> INSTRUCTIONS:
[A] According to the Melbourne Hungaria page, which ground did the club play at?
[B] Continue the history of Melbourne Hungaria Soccer Club from where the text stops.
━━━ PAGE ━━━
Melbourne Hungaria
- Full name: Melbourne Hungaria Soccer Club
- Founded: 1957
- Dissolved: 1987
- Ground: JT Gray Reserve
- League: Victorian League Division 1

= Melbourne Hungaria SC =

Melbourne Hungaria Soccer Club was an Australian association football club that was based in Melbourne, Victoria. The club was founded by Hungarian migrants in 1957 and quickly became one of the strongest football clubs in Australia in the 1960s and 1970s.

==History==
The foundations of the Melbourne Hungaria begin with the 1956 Olympics held in Melbourne. The Hungarian Revolution of 1956 had just been crushed by the Soviet Union forces in the weeks before the Olympics, creating a politically charged atmosphere for the Hungarian Olympic team in Melbourne. Following the completion of the Olympics as many as half of the Hungarian delegation defected, many choosing to stay in Australia. This included members of the Hungarian Olympic soccer team. In 1957 these members of the Olympic soccer team founded the Melbourne Hungaria Soccer Club, which was one of many ethnic-based soccer teams founded at the time.
━━━ GIVEN DATA ━━━
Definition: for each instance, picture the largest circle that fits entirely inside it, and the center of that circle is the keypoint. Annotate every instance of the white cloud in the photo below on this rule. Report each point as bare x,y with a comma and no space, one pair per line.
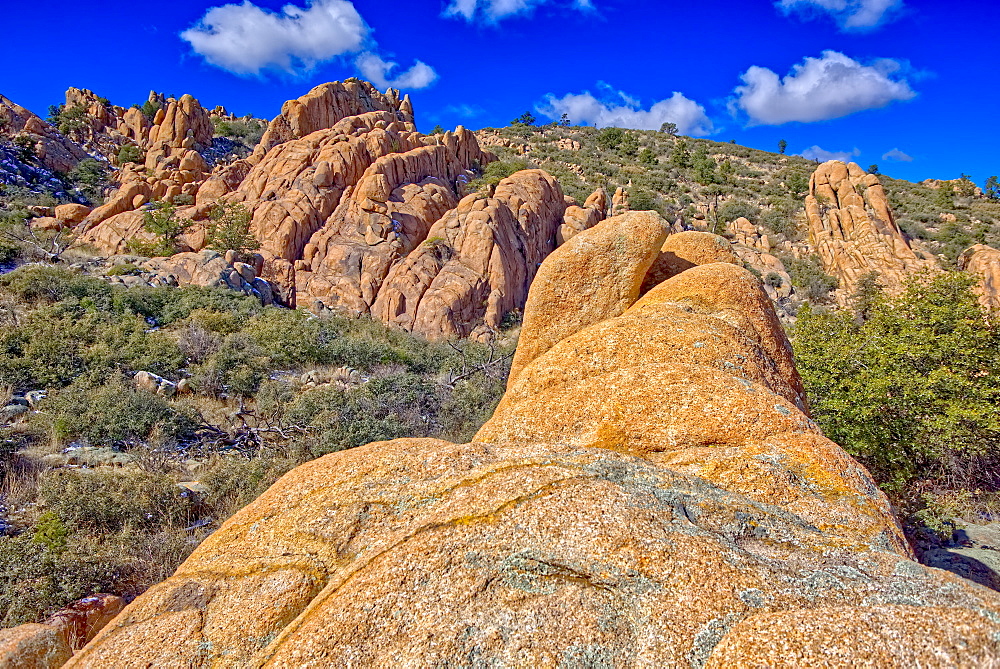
━━━
> OUTPUTS IN ORDER:
[A] JT Gray Reserve

[B]
From 1960 to 1975 the club competed successfully in the Victorian State League, with the stand out year being 1967 under Irish coach Billy Walsh when the club won its one and only Victorian State League championship. That year the club also went on to win its biggest prize the Australian Cup, defeating Apia Leichhardt 4–3 in the Final at Olympic Park. The club's most notable player, former Socceroo Attila Abonyi, scored a hat-trick in the Final.

In 1975 the club finished bottom of the ladder and was relegated from the state League; this saw the club struggle for the next decade as they bounced between Division 1 and Division 2.

Finally in 1985 the club had its most successful season since the early 1970s as they took out the Division 1 championship to finally be promoted back to the State League. The club's second stint in the State league would be short lived as it finished in bottom spot in 1986 to drop straight back down to Division 1. The following season of 1987 proved to be the last for Melbourne Hungaria as the club struggling to stay afloat finally closed its doors after the completion of the season.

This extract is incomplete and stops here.